◆ **EXERCISE PROMPT**
Without the pictures, reproduce the entries below exactly.

****

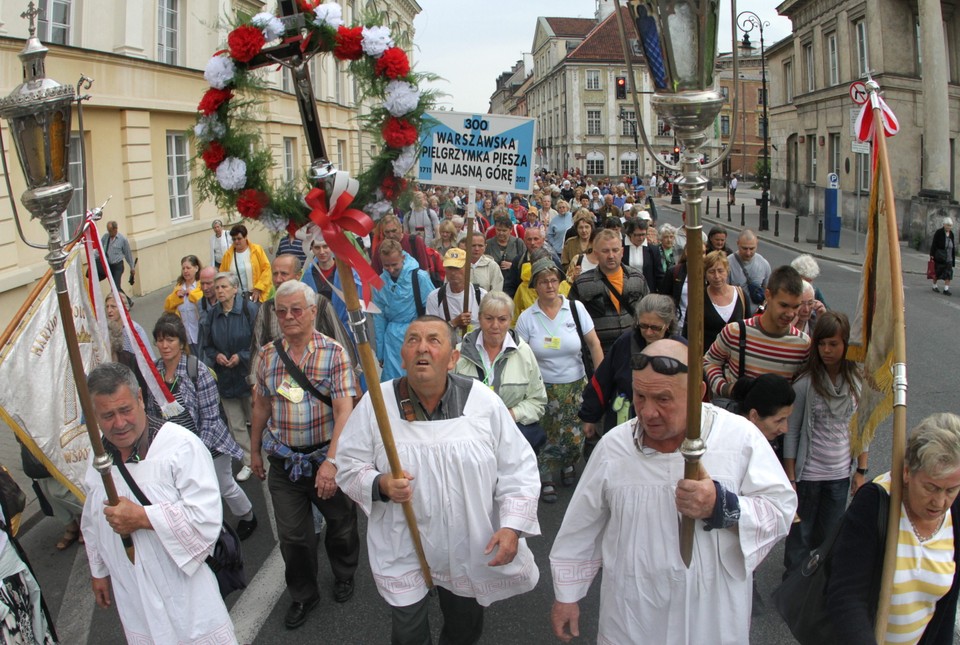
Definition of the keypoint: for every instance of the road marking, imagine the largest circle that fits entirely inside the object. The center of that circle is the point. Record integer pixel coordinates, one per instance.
(257, 601)
(76, 611)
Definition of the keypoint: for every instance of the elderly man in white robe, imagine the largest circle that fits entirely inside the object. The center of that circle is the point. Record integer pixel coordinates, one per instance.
(624, 516)
(473, 481)
(169, 595)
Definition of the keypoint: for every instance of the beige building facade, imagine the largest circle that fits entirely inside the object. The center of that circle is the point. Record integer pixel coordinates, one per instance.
(147, 60)
(911, 48)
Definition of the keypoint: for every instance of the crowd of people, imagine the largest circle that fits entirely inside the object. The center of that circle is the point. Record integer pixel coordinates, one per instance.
(545, 335)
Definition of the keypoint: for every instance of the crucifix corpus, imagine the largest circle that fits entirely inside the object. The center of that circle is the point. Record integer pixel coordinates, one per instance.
(325, 177)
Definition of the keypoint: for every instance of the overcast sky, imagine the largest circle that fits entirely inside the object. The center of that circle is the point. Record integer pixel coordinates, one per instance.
(471, 43)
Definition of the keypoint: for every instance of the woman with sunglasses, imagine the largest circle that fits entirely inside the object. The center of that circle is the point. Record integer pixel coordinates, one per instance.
(608, 397)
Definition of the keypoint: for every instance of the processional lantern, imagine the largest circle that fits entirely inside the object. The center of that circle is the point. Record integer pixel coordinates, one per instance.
(678, 39)
(39, 117)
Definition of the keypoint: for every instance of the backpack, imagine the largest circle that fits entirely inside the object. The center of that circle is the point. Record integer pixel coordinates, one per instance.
(435, 266)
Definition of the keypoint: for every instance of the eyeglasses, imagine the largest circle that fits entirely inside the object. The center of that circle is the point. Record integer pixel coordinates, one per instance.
(296, 312)
(660, 364)
(647, 327)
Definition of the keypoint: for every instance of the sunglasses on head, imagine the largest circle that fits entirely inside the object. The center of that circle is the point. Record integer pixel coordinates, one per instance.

****

◆ **SOLUTION TO THIS EXERCISE**
Definition of the keypoint: for every instance of the road marking, imagine the largest circle that fits entirely inside the object. The center of that circle is the point. Record integer pixel coordinates, one per instance.
(257, 601)
(76, 611)
Definition of the keypoint: for every instance of the elderly man in white robe, imagine the largest circle that fits entirely inside the object. The center of that circle is the point. Record integer pixel coordinates, one per instance.
(624, 516)
(473, 481)
(169, 595)
Definition of the keypoint: for every instance of the beige building facade, imagine the largest circle that fits entirely inside the object. The center of that circle is the point. Record integer pixel coordinates, one per instance.
(147, 60)
(911, 48)
Definition of the keypoint: for every instance of the crowd of people, imagine the largest circle that fits entirely inside the object. The center of that circle is the point. Record integer pixel coordinates, one per instance.
(545, 335)
Definition of the keypoint: for every instance of the crucifix corpus, imagine the largest circle that fits entirely inside the object. The center of that circle is the point. Record integer pixel coordinates, one per instance.
(325, 177)
Definition of the keypoint: for every instance of the overcast sky, imagine the largest circle that fits entirely inside the object. The center of that circle is the point. Record integer pixel coordinates, one per instance.
(471, 43)
Definition of the keypoint: for every instance of the woman with sunglasses, imagine the largest circle that fits entirely inside the object. The center of that circle is the point. Record integer pixel coordinates, one per instance.
(608, 397)
Definition of the keypoint: for every instance of the processional lantern, imagine the largest circle that fits entirely inside the object. The center of that circle is the point. Record integer pixel coordinates, one per instance.
(678, 39)
(39, 117)
Definition of the keypoint: for every instance of the backpack, imagine the largest circle that fits entirely inside the object. The center of that circle is the point. Record integer pixel coordinates, one per instance.
(435, 266)
Definition of the keypoint: for every instance of the eyeglasses, imagine the largest circle that fits entirely inside the object. The center of that circle is the point. Record integer pixel coordinates, one per instance.
(296, 312)
(660, 364)
(647, 327)
Definition of the keypoint: for every instance of the sunglasses on head, imagine the largest circle that fits entirely inside the object. The center of that circle is the point. Record integer pixel coordinates, one per instance.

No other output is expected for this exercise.